6. An apparatus according to claim 5, wherein the processing circuitry is further configured to perform the determining of the semantic ranking values based on the knowledge graph, wherein the determining comprises, for each pair of medical terms, applying at least one rule based on types of edge and number of edges between the pair of medical terms to obtain the semantic ranking value for said pair of medical terms.

7. An apparatus according to claim 1, wherein at least some of the semantic ranking values are obtained by expert annotation of pairs of the medical terms according to an annotation protocol.

8. An apparatus according to claim 1, wherein the processing circuitry is further configured to receive user input and to process the user input to obtain at least some of the semantic ranking values.

9. An apparatus according to claim 1, wherein the semantic ranking value for each pair of medical terms comprises numerical information that is indicative of the degree of semantic similarity between the pair of medical terms.

10. An apparatus according to claim 1, wherein the training of the model comprises using a loss function that is based on the semantic ranking values.

11. An apparatus according to claim 2, wherein the at least one training task comprises ranking words according to a degree of relatedness to a reference word.

12. An apparatus according to claim 2, wherein the at least one training task comprises predicting a class of a relationship between two words.

13. An apparatus according to claim 2, wherein the at least one training task comprises maximizing or minimizing a cosine similarity between vector representations.

14. An apparatus according to claim 1, wherein the vector representation for each of the medical terms is dependent on the context of said medical term within a text.

15. An apparatus according to claim 1, wherein the processing circuitry is further configured to use the vector representations to perform an information retrieval task.

(Saved entries)
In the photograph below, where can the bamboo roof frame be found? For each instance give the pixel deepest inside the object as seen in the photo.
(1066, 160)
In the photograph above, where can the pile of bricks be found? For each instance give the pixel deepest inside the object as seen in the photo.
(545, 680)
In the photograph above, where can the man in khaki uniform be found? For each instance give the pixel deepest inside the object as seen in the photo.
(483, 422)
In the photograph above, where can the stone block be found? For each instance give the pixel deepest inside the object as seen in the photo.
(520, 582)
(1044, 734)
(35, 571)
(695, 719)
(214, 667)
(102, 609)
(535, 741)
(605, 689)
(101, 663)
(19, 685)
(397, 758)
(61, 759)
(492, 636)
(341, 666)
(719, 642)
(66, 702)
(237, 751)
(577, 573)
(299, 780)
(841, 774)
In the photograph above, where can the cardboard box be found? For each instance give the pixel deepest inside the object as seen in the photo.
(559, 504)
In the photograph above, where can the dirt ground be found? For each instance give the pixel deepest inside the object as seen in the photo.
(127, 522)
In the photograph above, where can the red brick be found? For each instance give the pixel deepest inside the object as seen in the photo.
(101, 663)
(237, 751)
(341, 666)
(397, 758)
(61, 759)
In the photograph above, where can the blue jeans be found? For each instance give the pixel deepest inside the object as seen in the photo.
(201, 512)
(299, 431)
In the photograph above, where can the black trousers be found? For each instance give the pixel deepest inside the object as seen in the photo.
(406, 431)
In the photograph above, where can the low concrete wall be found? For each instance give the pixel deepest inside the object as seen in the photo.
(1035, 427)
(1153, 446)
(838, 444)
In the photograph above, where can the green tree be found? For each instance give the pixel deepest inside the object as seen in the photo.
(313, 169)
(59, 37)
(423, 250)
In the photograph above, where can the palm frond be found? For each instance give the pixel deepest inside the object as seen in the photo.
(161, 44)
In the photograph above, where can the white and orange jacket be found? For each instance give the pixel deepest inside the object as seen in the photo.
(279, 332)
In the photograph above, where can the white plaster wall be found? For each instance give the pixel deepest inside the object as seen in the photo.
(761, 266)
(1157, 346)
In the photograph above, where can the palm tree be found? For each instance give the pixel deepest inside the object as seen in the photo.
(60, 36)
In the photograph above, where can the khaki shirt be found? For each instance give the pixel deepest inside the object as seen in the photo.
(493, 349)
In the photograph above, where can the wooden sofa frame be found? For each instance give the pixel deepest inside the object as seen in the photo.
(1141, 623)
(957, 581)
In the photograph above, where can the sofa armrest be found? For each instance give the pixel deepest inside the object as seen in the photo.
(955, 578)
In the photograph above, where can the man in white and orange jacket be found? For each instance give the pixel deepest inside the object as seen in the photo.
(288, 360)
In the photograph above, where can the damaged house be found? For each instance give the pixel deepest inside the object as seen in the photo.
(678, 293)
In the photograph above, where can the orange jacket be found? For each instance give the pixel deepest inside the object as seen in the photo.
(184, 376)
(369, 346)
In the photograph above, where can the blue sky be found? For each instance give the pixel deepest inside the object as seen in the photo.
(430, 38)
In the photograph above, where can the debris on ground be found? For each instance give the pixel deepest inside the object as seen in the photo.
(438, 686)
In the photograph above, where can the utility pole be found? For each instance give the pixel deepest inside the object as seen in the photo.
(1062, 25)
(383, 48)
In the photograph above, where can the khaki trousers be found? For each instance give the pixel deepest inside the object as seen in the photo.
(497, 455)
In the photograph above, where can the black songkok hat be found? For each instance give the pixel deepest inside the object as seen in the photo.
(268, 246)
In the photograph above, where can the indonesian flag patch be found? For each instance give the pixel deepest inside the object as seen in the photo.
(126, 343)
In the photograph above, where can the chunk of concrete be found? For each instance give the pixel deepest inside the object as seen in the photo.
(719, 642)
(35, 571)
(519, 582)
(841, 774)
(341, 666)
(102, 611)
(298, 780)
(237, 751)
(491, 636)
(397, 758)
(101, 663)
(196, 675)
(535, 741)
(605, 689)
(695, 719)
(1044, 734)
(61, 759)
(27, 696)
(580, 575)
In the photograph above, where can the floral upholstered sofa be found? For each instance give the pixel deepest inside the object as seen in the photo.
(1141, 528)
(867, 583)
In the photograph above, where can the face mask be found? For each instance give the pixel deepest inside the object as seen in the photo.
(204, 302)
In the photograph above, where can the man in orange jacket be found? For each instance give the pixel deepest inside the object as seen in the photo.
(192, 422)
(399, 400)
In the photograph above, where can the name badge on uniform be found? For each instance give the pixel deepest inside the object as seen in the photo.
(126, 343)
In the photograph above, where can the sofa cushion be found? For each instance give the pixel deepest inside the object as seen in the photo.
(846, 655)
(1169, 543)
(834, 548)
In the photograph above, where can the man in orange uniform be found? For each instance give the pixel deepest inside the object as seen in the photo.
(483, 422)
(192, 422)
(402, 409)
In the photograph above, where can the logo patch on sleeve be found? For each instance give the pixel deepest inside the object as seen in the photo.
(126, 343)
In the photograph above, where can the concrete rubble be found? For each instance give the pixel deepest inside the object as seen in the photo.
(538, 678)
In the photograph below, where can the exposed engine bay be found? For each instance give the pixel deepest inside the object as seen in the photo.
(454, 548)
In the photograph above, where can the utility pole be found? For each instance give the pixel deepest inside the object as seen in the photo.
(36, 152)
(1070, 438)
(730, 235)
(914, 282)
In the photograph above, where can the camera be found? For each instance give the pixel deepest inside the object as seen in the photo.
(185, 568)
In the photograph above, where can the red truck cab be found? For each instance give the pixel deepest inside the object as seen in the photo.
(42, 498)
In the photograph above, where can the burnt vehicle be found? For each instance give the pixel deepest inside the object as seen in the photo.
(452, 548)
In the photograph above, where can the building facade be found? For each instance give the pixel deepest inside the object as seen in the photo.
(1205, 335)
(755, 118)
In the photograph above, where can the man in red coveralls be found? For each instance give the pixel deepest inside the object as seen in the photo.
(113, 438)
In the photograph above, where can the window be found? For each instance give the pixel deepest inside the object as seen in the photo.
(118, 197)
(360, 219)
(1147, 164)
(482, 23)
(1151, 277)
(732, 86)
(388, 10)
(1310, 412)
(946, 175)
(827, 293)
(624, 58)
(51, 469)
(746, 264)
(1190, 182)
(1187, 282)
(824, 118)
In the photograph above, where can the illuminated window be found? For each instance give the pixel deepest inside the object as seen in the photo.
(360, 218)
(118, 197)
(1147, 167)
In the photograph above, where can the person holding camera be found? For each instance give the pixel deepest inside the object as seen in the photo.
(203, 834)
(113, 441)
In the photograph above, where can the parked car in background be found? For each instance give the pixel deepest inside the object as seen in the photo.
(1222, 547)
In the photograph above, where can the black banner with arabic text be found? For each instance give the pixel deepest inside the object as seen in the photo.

Instructions to follow: Return the portion of the patent claims that begins at the words "9. An apparatus" and ends after the words "between vector representations.", copied word for word.

Output for this task:
9. An apparatus according to claim 1, wherein the semantic ranking value for each pair of medical terms comprises numerical information that is indicative of the degree of semantic similarity between the pair of medical terms.

10. An apparatus according to claim 1, wherein the training of the model comprises using a loss function that is based on the semantic ranking values.

11. An apparatus according to claim 2, wherein the at least one training task comprises ranking words according to a degree of relatedness to a reference word.

12. An apparatus according to claim 2, wherein the at least one training task comprises predicting a class of a relationship between two words.

13. An apparatus according to claim 2, wherein the at least one training task comprises maximizing or minimizing a cosine similarity between vector representations.